### TASK REQUIREMENTS:
Continue the mailing-list thread on large datasets in R from the point where it stops.

### DOCUMENT:
▬▬▬
[R] FW: Large datasets in R

2006-07-18 Thread Marshall Feldman
Hi,

I have two further comments/questions about large datasets in R.
 
1. Does R's ability to handle large datasets depend on the operating
system's use of virtual memory? In theory, at least, VM should make the
difference between installed RAM and virtual memory on a hard drive
primarily a determinant of how fast R will calculate rather than whether or
not it can do the calculations. However, if R has some low-level routines
that have to be memory resident and use more memory as the amount of data
increases, this may not hold. Can someone shed light on this?

2. Is What 64-bit versions of R are available at present?

Marsh Feldman
The University of Rhode Island

-Original Message-
From: Thomas Lumley [mailto:[EMAIL PROTECTED] 
Sent: Monday, July 17, 2006 3:21 PM
To: Deepankar Basu
Cc: r-help@stat.math.ethz.ch
Subject: Re: [R] Large datasets in R

On Mon, 17 Jul 2006, Deepankar Basu wrote:

 Hi!

 I am a student of economics and currently do most of my statistical work
 using STATA. For various reasons (not least of which is an aversion for
 proprietary software), I am thinking of shifting to R. At the current
 juncture my concern is the following: would I be able to work on
 relatively large data-sets using R? For instance, I am currently working
 on a data-set which is about 350MB in size. Would be possible to work
 data-sets of such sizes using R?


The answer depends on a lot of things, but most importantly
1) What you are going to do with the data
2) Whether you have a 32-bit or 64-bit version of R
3) How much memory your computer has.

In a 32-bit version of R (where R will not be allowed to address more than 
2-3Gb of memory) an object of size 350Mb is large enough to cause problems 
(see eg the R Installation and Adminstration Guide).

If your 350Mb data set has lots of variables and you only use a few at a 
time then you may not have any trouble even on a 32-bit system once you 
have read in the data.

If you have a 64-bit version of R and a few Gb of memory then there should 
be no real difficulty in working with that size of data set for most 
analyses.  You might come across some analyses (eg some cluster analysis 
functions) that use n^2 memory for n observations and so break down.


-thomas

Thomas Lumley   Assoc. Professor, Biostatistics
[EMAIL PROTECTED]   University of Washington, Seattle

__
R-help@stat.math.ethz.ch mailing list
https://stat.ethz.ch/mailman/listinfo/r-help
PLEASE do read the posting guide! http://www.R-project.org/posting-guide.html
and provide commented, minimal, self-contained, reproducible code.


Re: [R] FW: Large datasets in R

2006-07-18 Thread Roger D. Peng
In my experience, the OS's use of virtual memory is only relevant in the rough 
sense that the OS can store *other* running applications in virtual memory so 
that R can use as much of the physical memory as possible.  Once R itself 
overflows into virtual memory it quickly becomes unusable.

I'm not sure I understand your second question.  As R is available in source 
code form, it can be compiled for many 64-bit operating systems.

-roger

Marshall Feldman wrote:
 Hi,
 
 I have two further comments/questions about large datasets in R.
▬▬▬
### DATASET SECTION:
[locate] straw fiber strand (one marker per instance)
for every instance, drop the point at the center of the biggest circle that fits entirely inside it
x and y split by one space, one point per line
▬▬▬
### THE RESULT:
 1. Does R's ability to handle large datasets depend on the operating
 system's use of virtual memory? In theory, at least, VM should make the
 difference between installed RAM and virtual memory on a hard drive
 primarily a determinant of how fast R will calculate rather than whether or
 not it can do the calculations. However, if R has some low-level routines
 that have to be memory resident and use more memory as the amount of data
 increases, this may not hold. Can someone shed light on this?
 
 2. Is What 64-bit versions of R are available at present?
 
   Marsh Feldman
   The University of Rhode Island
 
 -Original Message-
 From: Thomas Lumley [mailto:[EMAIL PROTECTED] 
 Sent: Monday, July 17, 2006 3:21 PM
 To: Deepankar Basu
 Cc: r-help@stat.math.ethz.ch
 Subject: Re: [R] Large datasets in R
 
 On Mon, 17 Jul 2006, Deepankar Basu wrote:
 
 Hi!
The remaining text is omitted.